**Instruction:** Render all of the material below as a numbered list with one entry per line, skipping blank lines. Leave the pictures out of your answer.

** Start of Supplied material **

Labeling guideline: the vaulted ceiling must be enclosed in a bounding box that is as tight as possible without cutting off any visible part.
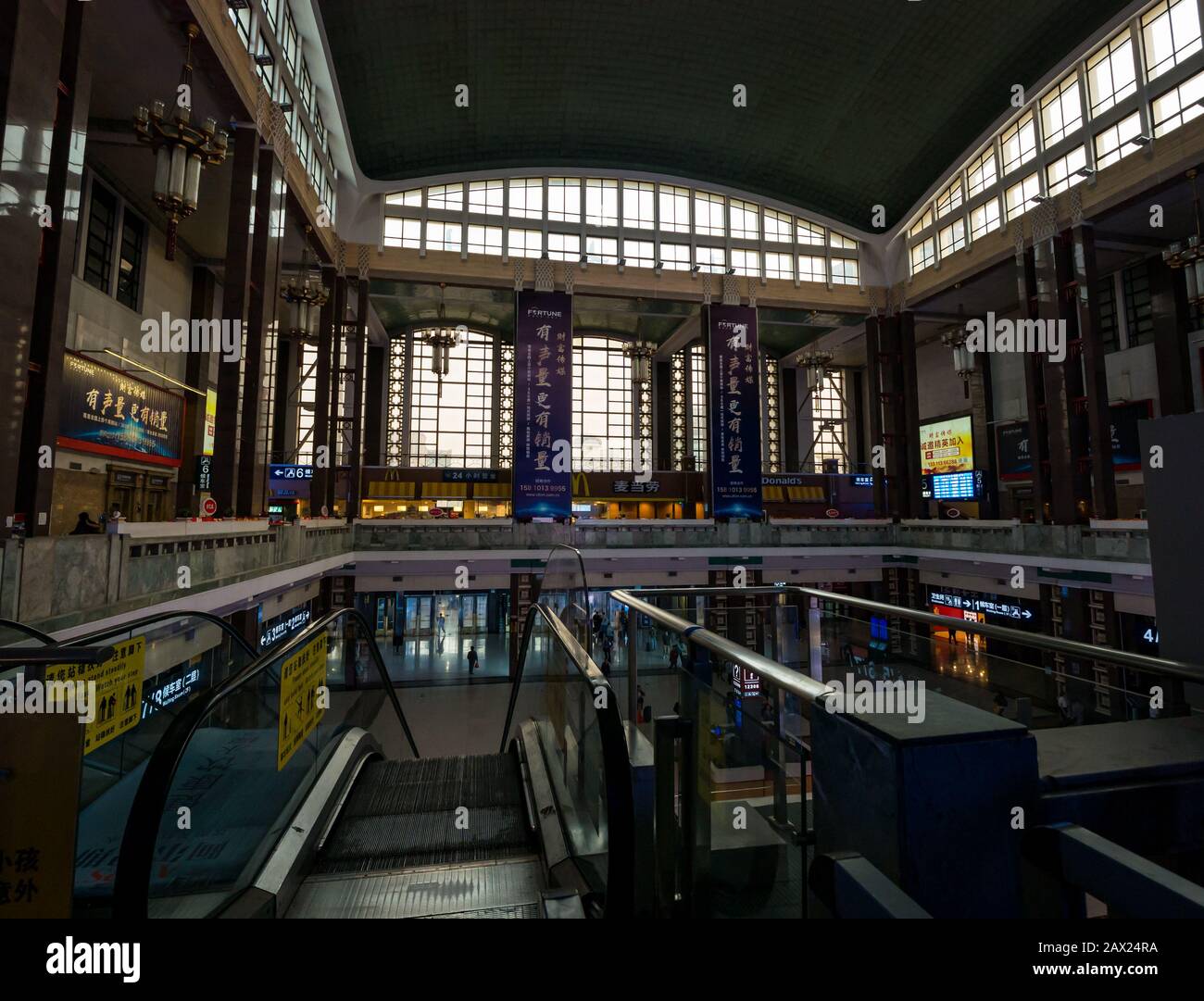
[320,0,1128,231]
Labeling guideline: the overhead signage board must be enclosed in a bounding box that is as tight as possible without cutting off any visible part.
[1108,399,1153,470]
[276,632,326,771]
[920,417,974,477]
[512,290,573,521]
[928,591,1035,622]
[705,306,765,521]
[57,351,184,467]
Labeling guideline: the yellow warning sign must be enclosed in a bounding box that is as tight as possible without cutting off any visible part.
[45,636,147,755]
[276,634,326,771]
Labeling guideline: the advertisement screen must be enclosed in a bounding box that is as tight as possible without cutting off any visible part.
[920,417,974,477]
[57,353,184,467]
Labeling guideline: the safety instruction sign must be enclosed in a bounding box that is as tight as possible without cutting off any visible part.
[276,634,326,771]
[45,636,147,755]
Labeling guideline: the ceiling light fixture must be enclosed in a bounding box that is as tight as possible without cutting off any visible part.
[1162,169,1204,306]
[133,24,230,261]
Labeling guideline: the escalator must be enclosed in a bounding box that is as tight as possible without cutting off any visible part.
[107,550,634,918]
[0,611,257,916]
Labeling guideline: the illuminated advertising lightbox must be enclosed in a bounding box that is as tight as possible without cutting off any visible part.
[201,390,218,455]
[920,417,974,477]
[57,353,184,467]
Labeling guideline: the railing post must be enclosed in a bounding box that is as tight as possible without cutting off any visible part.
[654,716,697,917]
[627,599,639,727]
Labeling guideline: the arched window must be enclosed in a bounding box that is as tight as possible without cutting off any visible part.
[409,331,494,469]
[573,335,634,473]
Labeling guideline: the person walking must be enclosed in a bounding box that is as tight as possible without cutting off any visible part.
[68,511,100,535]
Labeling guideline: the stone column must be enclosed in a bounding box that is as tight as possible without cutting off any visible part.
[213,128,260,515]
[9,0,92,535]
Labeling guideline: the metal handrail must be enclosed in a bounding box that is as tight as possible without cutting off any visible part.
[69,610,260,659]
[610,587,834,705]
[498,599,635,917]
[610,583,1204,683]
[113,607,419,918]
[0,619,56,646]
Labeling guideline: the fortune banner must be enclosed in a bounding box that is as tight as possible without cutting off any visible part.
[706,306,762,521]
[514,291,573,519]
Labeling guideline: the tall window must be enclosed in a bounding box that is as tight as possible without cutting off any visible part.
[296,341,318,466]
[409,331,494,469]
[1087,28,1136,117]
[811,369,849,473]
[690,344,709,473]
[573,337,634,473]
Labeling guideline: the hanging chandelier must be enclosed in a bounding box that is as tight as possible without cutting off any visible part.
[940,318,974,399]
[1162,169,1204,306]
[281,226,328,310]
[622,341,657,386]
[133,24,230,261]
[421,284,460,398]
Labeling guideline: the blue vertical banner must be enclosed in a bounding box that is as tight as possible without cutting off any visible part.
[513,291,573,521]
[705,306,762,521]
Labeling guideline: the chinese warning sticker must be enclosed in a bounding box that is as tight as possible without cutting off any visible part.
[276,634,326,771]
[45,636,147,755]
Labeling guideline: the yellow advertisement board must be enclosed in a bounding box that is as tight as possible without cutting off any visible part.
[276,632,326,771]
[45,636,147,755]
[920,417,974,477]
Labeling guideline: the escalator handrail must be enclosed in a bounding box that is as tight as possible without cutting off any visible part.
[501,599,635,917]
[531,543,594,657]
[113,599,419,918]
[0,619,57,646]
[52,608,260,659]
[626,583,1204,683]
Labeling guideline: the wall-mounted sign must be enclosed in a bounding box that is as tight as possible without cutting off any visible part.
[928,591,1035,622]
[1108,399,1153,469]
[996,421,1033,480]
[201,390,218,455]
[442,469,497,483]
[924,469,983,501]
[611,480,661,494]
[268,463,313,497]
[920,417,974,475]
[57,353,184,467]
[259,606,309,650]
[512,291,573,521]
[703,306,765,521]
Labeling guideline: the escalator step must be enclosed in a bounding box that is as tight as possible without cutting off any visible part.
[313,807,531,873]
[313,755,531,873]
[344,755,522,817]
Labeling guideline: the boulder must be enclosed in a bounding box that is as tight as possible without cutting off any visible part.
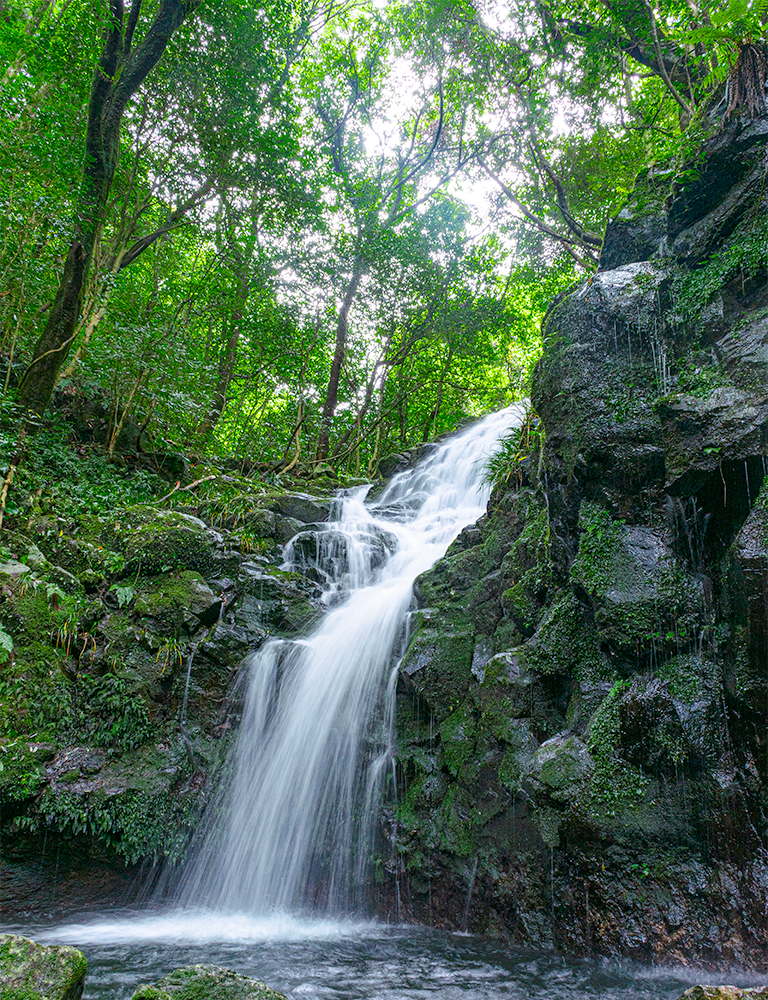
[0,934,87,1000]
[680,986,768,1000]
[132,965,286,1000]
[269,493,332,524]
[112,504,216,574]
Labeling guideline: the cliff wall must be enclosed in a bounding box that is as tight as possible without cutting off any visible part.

** End of Supplied material **

**Exercise answer:**
1. Labeling guideline: the vaulted ceiling must be enclosed in a bounding box that is as tight as possible without cutting off any visible part.
2. [320,0,1128,231]
3. Labeling guideline: the overhead signage board must be enclosed in a bounding box that is as tight as possible without cutting off any visible part.
4. [1108,399,1153,470]
5. [276,632,326,771]
6. [920,417,974,477]
7. [512,290,573,521]
8. [928,591,1035,622]
9. [705,306,765,521]
10. [57,351,184,467]
11. Labeling guideline: the yellow warning sign must be enclosed in a bounding box that is as tight as possible without cutting off any visible part.
12. [45,636,147,755]
13. [276,634,326,771]
14. Labeling guideline: the advertisement screen must be enclosed in a bounding box that is as tight as possible without cutting off any visible part.
15. [920,417,974,477]
16. [57,353,184,467]
17. Labeling guideline: the safety instruction sign must be enclosed in a bounding box that is as tight as possible without cutting off any visible part.
18. [276,634,326,771]
19. [45,636,147,755]
20. Labeling guideline: the ceiling light fixture must be enclosed in a bounding box that is as tight as possible without cutting off any visible part.
21. [1162,169,1204,306]
22. [133,24,230,261]
23. Labeling guideline: the escalator must be enclosed in a bounding box that is as tight as possible without cutting off any visible part.
24. [107,550,634,918]
25. [0,611,257,916]
26. Labeling guideline: the illuminated advertising lightbox must be enclosed in a bounding box that is as tight as possible without cutting off any visible part.
27. [201,390,218,455]
28. [920,417,974,477]
29. [57,353,184,467]
30. Labeling guideline: the railing post must be enclosed in a bounding box that is as tight as possible without cutting off any visible part.
31. [654,716,697,917]
32. [627,599,639,727]
33. Labeling guideline: the arched window must be enclosed in a bounding box that is as tight as possible without cutting off any visible part.
34. [409,331,494,469]
35. [573,335,634,473]
36. Labeling guideline: the person walking must be enclosed in a bounding box that is as tight as possible without cutting off any visible part.
37. [68,511,100,535]
38. Labeling guideline: the stone column must be enclosed in a bounding box that is as tight as possible without cutting off any visible part.
39. [213,128,260,515]
40. [9,0,92,535]
41. Labeling guideline: the metal handrail must be enclosed in a bounding box that is as tight as possible without cutting off any visible part.
42. [69,610,260,659]
43. [610,587,834,705]
44. [498,599,635,917]
45. [610,583,1204,683]
46. [113,607,419,918]
47. [0,619,56,646]
48. Labeling guideline: the fortune banner must be enclosed in a bounding box that is as tight as possible without cutting off any visible part.
49. [706,306,762,521]
50. [514,291,573,519]
51. Labeling guideline: the tall window must be enclosed in a bounding box that is as tight as possible without cutting off any visible part.
52. [296,341,318,466]
53. [409,331,494,469]
54. [1087,28,1136,117]
55. [811,369,849,473]
56. [690,344,709,473]
57. [573,337,634,473]
58. Labeling guideline: the hanging chandelier must be enclosed in a bounding box that is as tight as possible without cutting off any visible part.
59. [940,318,974,399]
60. [1162,169,1204,306]
61. [281,226,328,310]
62. [622,341,657,386]
63. [133,24,230,261]
64. [421,284,460,398]
65. Labeling guideline: the blue vertical banner must be enclosed in a bounding box that is as tight as possible without cutting off any visible part.
66. [513,291,573,521]
67. [705,306,762,521]
68. Labeling guideline: the chinese warning sticker must be enclosed in a bounding box that is as tight as possible without cutting off any visible part.
69. [276,634,326,771]
70. [45,636,147,755]
71. Labeling guideline: the yellow advertisement board must be enclosed in a bounding box that is as tight as possible without cutting off any visible part.
72. [276,632,326,771]
73. [45,636,147,755]
74. [920,417,974,477]
75. Labeling guideline: the escalator handrail must be enclosed in a bounding box that is as tight as possible without cutting off any visible part.
76. [501,599,635,917]
77. [531,543,594,657]
78. [113,599,419,918]
79. [0,619,57,646]
80. [52,608,260,659]
81. [626,583,1204,683]
82. Labeling guideline: the wall-mounted sign must be enclosed in a bounding box that is as tight as possible without cutting off any visible part.
83. [928,591,1035,622]
84. [1108,399,1153,469]
85. [996,421,1033,480]
86. [201,390,218,455]
87. [442,469,497,483]
88. [924,469,983,501]
89. [611,480,661,494]
90. [268,463,313,497]
91. [920,417,974,475]
92. [57,353,184,467]
93. [259,606,309,650]
94. [512,291,573,521]
95. [703,306,765,521]
96. Labeling guideline: the escalator step must be enclosed in a bounding box that is as tight as possible without cutting off any visible part.
97. [313,807,531,873]
98. [313,755,531,873]
99. [344,755,522,817]
100. Labeling guideline: the boulder must be enclosed in a bounding box that is as tight as possible without cutting off any visible part.
101. [0,934,87,1000]
102. [680,986,768,1000]
103. [132,965,286,1000]
104. [269,493,332,524]
105. [112,504,216,574]
106. Labeling guideline: the cliff wall must be enclosed in a bounding box that is as tight as possible without cutting off any visible part.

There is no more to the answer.